((

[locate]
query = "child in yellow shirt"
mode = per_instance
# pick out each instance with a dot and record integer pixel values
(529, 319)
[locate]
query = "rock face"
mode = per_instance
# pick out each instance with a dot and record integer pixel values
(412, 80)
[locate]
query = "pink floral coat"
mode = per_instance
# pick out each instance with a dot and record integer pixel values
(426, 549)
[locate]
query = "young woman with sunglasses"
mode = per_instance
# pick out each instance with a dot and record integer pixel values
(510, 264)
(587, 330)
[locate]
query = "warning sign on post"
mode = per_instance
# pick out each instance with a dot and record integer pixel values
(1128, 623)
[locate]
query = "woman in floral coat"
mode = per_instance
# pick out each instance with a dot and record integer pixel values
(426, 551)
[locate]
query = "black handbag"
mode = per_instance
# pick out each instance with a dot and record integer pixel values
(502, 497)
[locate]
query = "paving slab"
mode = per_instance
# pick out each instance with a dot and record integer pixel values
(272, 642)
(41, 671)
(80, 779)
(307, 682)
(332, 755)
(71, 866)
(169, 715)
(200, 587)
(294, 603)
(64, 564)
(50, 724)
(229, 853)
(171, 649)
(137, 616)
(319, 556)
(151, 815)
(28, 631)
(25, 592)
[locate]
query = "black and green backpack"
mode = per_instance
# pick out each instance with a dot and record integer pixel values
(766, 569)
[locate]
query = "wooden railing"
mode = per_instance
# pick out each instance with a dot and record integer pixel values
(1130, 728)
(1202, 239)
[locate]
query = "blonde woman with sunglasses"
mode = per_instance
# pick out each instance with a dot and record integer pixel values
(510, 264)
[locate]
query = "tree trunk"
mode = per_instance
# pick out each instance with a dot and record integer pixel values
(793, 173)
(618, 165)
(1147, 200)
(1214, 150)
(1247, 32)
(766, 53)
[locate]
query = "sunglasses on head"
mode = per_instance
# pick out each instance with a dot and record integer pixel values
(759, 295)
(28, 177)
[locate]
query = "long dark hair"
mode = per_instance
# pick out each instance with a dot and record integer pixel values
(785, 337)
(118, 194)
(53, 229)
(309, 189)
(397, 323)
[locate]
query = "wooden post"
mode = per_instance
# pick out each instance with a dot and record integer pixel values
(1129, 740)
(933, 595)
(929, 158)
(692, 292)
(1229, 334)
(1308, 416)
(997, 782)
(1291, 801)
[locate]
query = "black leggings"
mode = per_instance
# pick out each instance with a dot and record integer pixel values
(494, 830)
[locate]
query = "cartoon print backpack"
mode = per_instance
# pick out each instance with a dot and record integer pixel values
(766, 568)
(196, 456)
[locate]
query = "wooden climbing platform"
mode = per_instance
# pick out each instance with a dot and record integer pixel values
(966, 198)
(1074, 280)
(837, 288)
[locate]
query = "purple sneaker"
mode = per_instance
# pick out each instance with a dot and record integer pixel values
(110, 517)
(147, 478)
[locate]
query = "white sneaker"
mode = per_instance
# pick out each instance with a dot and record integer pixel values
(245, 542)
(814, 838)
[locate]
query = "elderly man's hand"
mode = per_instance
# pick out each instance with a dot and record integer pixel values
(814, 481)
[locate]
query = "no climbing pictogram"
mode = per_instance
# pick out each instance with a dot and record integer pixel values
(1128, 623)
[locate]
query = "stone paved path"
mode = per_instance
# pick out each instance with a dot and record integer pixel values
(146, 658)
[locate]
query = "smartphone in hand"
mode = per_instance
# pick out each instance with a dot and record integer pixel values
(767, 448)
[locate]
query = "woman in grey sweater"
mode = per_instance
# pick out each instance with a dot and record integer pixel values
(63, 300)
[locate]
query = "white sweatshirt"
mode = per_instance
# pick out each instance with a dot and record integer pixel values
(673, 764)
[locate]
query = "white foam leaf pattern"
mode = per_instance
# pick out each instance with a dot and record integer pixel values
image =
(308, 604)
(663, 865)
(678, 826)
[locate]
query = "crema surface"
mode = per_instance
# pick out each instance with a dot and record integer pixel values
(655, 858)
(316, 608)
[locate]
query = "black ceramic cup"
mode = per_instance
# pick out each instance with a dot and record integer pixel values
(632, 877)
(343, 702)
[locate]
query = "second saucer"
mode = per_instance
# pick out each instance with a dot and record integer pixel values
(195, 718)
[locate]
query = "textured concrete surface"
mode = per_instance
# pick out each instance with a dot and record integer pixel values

))

Print every entry exactly as it appears.

[locate]
query = "child in yellow shirt"
mode = per_instance
# pick out each instance with a dot and record integer pixel values
(529, 319)
[locate]
query = "rock face"
mode = per_instance
# pick out each instance with a dot and record integer pixel values
(412, 80)
[locate]
query = "pink floral coat"
mode = per_instance
# pick out each instance with a dot and record integer pixel values
(426, 549)
[locate]
query = "young woman with sunglasses"
mode = per_instance
# pick out each instance with a dot and record integer pixel values
(510, 264)
(587, 330)
[locate]
query = "warning sign on post"
mode = per_instance
# pick out each instance with a dot and record integer pixel values
(1128, 623)
[locate]
query = "woman in floral coat"
mode = per_instance
# pick out each instance with a dot and record integer pixel values
(426, 551)
[locate]
query = "black handbag"
mode = per_instance
# pick out each instance with a dot and record integer pixel values
(502, 497)
[locate]
query = "paving slab"
mode = per_instance
# pick out each instance with a dot and record integer pixel values
(272, 642)
(41, 671)
(80, 779)
(307, 682)
(332, 755)
(71, 866)
(169, 715)
(200, 587)
(294, 603)
(64, 564)
(50, 724)
(229, 853)
(171, 649)
(137, 616)
(319, 556)
(151, 815)
(28, 631)
(25, 592)
[locate]
query = "black and green backpack"
mode = per_instance
# pick out each instance with a dot and record integer pixel values
(766, 569)
[locate]
query = "wooden railing"
mode = per_instance
# pick out each instance with a dot and record integer pixel values
(1130, 728)
(1202, 239)
[locate]
query = "blonde woman with sunglasses"
mode = per_instance
# pick out each instance with a dot and record integer pixel values
(510, 264)
[locate]
query = "tree trunk"
mode = per_instance
# pick out each instance with a dot and record integer pixel values
(793, 173)
(618, 165)
(1147, 200)
(1214, 150)
(1247, 32)
(766, 53)
[locate]
query = "sunglasses on head"
mode = per_instance
# pick out each instance with a dot and record integer pixel values
(759, 295)
(28, 177)
[locate]
query = "long dark hair"
mode = per_instance
# pick out each instance with a dot and record integer pixel values
(785, 337)
(118, 194)
(53, 229)
(309, 189)
(397, 323)
[locate]
query = "wooden post"
mode = per_instance
# pick out each instance with a dot and record integer pixel values
(1129, 740)
(933, 595)
(929, 158)
(692, 292)
(1229, 334)
(1308, 416)
(997, 782)
(1291, 801)
[locate]
query = "black leggings"
mode = per_instance
# pick out each instance with a dot and record integer pixel values
(494, 830)
[locate]
query = "cartoon print backpack"
mode = per_instance
# pick out each instance with a dot and record integer pixel values
(766, 568)
(196, 456)
[locate]
query = "wooden climbing platform"
mode = per_instance
# pick out each instance with a dot and record integer pixel values
(966, 198)
(1074, 280)
(837, 288)
[locate]
query = "purple sneaker"
mode = per_instance
# pick out each instance with a dot and record integer pixel values
(110, 517)
(147, 478)
[locate]
query = "white sneaker"
mode = per_instance
# pick out each instance with a dot and record integer pixel values
(245, 542)
(814, 838)
[locate]
query = "elderly man's hand"
mode = per_instance
# pick out each instance with a dot and record integer pixel values
(814, 481)
[locate]
query = "no climbing pictogram"
mode = per_instance
# pick out each instance with a dot and record integer pixel values
(1128, 623)
[locate]
query = "stone paved path"
mode = per_instance
# pick out each instance with a dot and record integer pixel values
(146, 658)
[locate]
query = "smartphone in hand"
mode = per_instance
# pick out each instance with a dot and record integer pixel values
(767, 448)
[locate]
query = "woman in grey sweater"
mode = per_instance
# pick out each instance with a dot and record integer pixel values
(63, 300)
[locate]
query = "white sweatshirt"
mode = per_instance
# pick out each instance with a dot and record integer pixel values
(673, 764)
[locate]
query = "white foam leaf pattern"
mode = per_instance
# pick out each instance with a dot and record integer pixel values
image =
(308, 604)
(663, 865)
(678, 826)
[locate]
query = "crema surface"
mode = per_instance
# pick out each instance with a dot and record integer pixel values
(655, 858)
(316, 608)
[locate]
query = "black ceramic cup"
mode = per_instance
# pick out each instance with a dot and record integer pixel values
(632, 877)
(343, 702)
[locate]
query = "second saucer"
mode = per_instance
# pick out each instance with a dot and record integer pixel values
(195, 718)
[locate]
query = "textured concrete surface"
mode = per_instance
# pick out each instance with a dot and record integer pixel values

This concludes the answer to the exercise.